• [Available records]
+ + + + + + +

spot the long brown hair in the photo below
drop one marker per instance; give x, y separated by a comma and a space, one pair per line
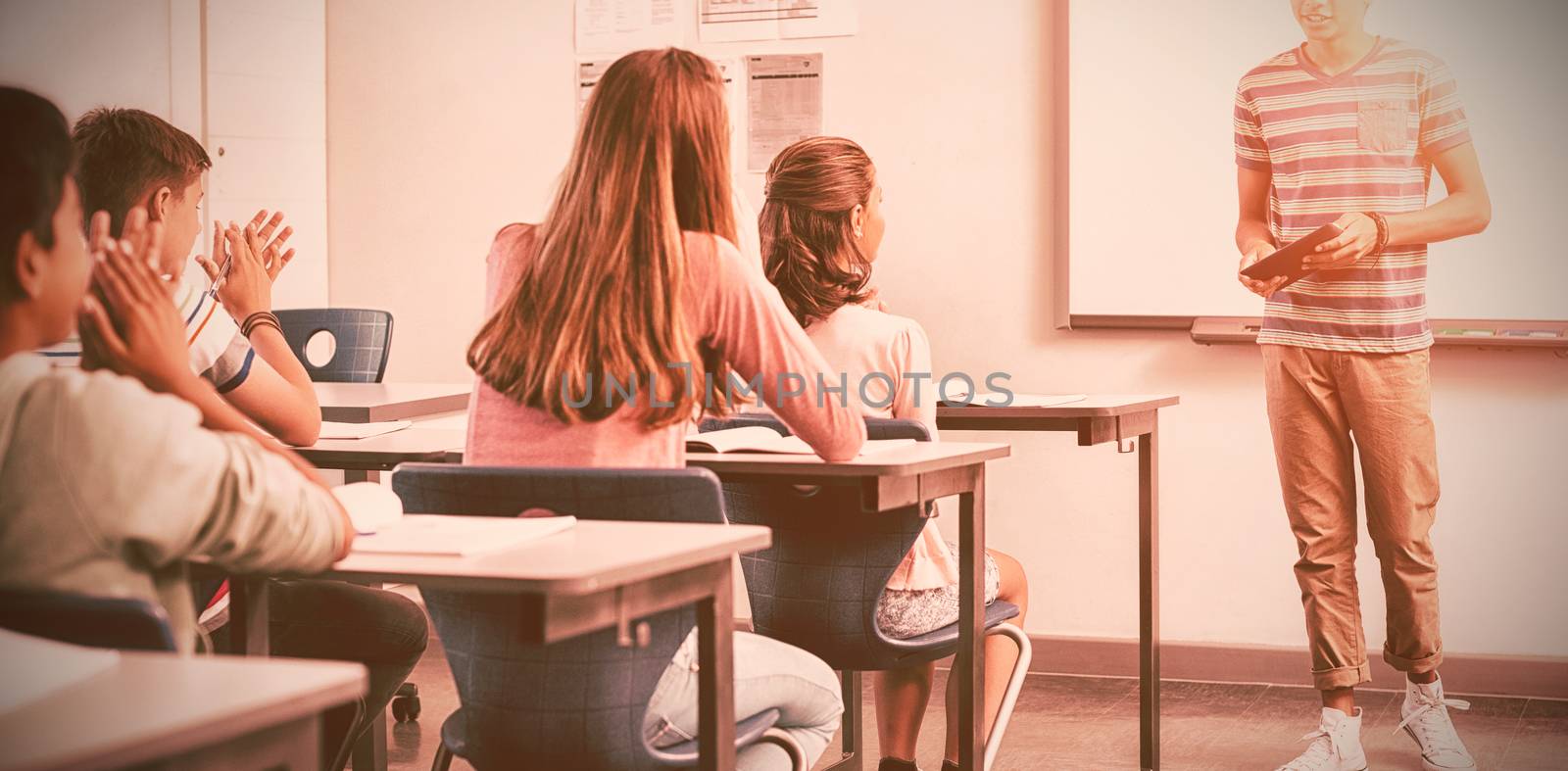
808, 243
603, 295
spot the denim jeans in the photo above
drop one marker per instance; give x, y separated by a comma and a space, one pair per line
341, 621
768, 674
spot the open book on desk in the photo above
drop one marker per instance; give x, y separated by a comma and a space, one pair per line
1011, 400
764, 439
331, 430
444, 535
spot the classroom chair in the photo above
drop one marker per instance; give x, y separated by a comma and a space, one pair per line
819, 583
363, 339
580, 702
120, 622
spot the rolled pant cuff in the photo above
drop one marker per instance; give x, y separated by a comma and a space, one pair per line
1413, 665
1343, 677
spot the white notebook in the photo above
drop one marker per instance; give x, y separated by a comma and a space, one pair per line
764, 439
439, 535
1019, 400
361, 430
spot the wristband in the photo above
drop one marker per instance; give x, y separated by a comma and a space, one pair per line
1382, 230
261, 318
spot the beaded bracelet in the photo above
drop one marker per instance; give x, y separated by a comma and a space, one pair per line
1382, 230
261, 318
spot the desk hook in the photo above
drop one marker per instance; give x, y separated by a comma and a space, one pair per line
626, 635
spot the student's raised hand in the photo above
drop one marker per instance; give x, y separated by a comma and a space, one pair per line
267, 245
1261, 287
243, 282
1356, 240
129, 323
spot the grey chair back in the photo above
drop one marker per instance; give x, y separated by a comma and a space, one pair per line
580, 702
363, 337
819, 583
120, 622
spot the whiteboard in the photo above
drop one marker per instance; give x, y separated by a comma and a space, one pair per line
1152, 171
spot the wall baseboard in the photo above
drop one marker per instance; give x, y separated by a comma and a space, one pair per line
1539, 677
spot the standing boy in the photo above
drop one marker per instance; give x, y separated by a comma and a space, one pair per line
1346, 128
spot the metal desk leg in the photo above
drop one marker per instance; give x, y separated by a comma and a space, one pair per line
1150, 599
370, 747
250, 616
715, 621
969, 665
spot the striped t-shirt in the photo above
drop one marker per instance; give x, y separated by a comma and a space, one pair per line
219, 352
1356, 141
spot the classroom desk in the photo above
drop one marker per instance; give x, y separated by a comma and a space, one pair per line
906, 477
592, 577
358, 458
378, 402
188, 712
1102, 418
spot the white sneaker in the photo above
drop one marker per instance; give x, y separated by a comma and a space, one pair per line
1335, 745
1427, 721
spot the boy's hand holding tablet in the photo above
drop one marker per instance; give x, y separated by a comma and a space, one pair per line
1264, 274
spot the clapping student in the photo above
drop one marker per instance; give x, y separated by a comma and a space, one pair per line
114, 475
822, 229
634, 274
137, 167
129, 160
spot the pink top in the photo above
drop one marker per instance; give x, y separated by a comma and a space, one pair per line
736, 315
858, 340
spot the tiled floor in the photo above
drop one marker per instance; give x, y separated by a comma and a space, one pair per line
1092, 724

+ + + + + + +

Edit the entries from the line containing "spot the wall baseboard in the photo above" through the end of the entries, changing "sneaker" to "running shoe" and leaving everything else as it is. Give only those lines.

spot the wall baseboard in the photo above
drop one marker per instance; give x, y separated by a comma and a space, one pair per line
1539, 677
spot the standing boy in the photo above
drop one marker per instance; give x, y separated by a comma and a space, one pair per line
1346, 128
spot the metal desk leg in the photo above
drop one marker per instance; give x, y separated by a comma and a space, one pair per line
1150, 599
370, 747
250, 616
715, 621
969, 665
spot the striped t-shirt in the photo above
drop one marker per instance; give x, y separated by a comma and a space, one pair per line
219, 352
1356, 141
spot the classroom desk in the photo above
drop one marker per instance; give x, y separated by a comma and a space, one pair per line
906, 477
592, 577
358, 458
378, 402
188, 712
1102, 418
spot the white running shoe in the photo above
drop one marker per instance; give x, y separated by a comma and a space, one pair per line
1335, 745
1427, 721
spot the boy's hand holding tablet in the photo above
drop one marker per instance; give x, y separated by a comma and a space, one pair per line
1264, 274
spot the clapping student in the photo above
drop one marker per instance; give x, y separated by a comma and a space, one pair per line
114, 475
822, 229
634, 274
137, 167
129, 160
spot the pink top in the photo above
drop one marker per instance; give x, y separated by a comma and a space, one pair per line
736, 315
858, 340
spot the tiled floor in the photo above
drop one marker per instance; give x, y separated by a comma and a space, one pair per line
1092, 724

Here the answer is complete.